Print the stretch of the lease memorandum below from "NOTICE is hereby" to "prior recorded notice(s).", word for word.

= Document extract =
====

NOTICE is hereby given of the Lease (as defined and described below) for the purpose of recording and giving
notice of the existence of said Lease. To the extent that notice of such Lease has previously been recorded,
then this Memorandum shall constitute an amendment of any such prior recorded notice(s).
Parent Parcel and Lease. Landlord is the owner of certain real property being described in Exhibit A
attached hereto and by this reference made a part hereof (the “Parent Parcel’). Landlord (or its
predecessor-in-interest) and Tenant (or its predecessor-in-interest) entered into that certain Land Lease
Agreement dated November 9, 2006 (as the same may have been amended from time to time, collectively,
the “Lease”), pursuant to which the Tenant leases a portion of the Parent Parcel and is the beneficiary of
certain easements for access and public utilities, all as more particularly described in the Lease (such
portion of the Parent Parcel so leased along with such portion of the Parent Parcel so affected, collectively,
the “Leased Premises”), which Leased Premises is also described on Exhibit A.
American Tower. Tenant, Verizon Communications Inc., a Delaware corporation, and other parties
identified therein, entered into a Management Agreement and a Master Prepaid Lease, both with an
effective date of March 27, 2015 and both with ATC Sequoia LLC, a Delaware limited liability company
(“American Tower’), pursuant to which American Tower subleases, manages, operates and maintains, as
applicable, the Leased Premises, all as more particularly described therein. In connection with these
responsibilities, Tenant has also granted American Tower a limited power of attorney (the “POA”) to,
among other things, prepare, negotiate, execute, deliver, record and/or file certain documents on behalf
of Tenant, all as more particularly set forth in the POA.

====

= Dataset excerpt =
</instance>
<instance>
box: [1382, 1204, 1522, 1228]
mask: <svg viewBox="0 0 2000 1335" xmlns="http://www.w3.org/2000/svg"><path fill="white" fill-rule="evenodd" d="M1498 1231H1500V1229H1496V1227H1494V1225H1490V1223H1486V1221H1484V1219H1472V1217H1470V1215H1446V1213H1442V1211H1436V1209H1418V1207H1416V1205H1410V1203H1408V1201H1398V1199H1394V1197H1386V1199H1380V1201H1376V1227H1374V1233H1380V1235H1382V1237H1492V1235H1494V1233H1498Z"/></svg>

====

= Solution to this problem =
NOTICE is hereby given of the Lease (as defined and described below) for the purpose of recording and giving
notice of the existence of said Lease. To the extent that notice of such Lease has previously been recorded,
then this Memorandum shall constitute an amendment of any such prior recorded notice(s).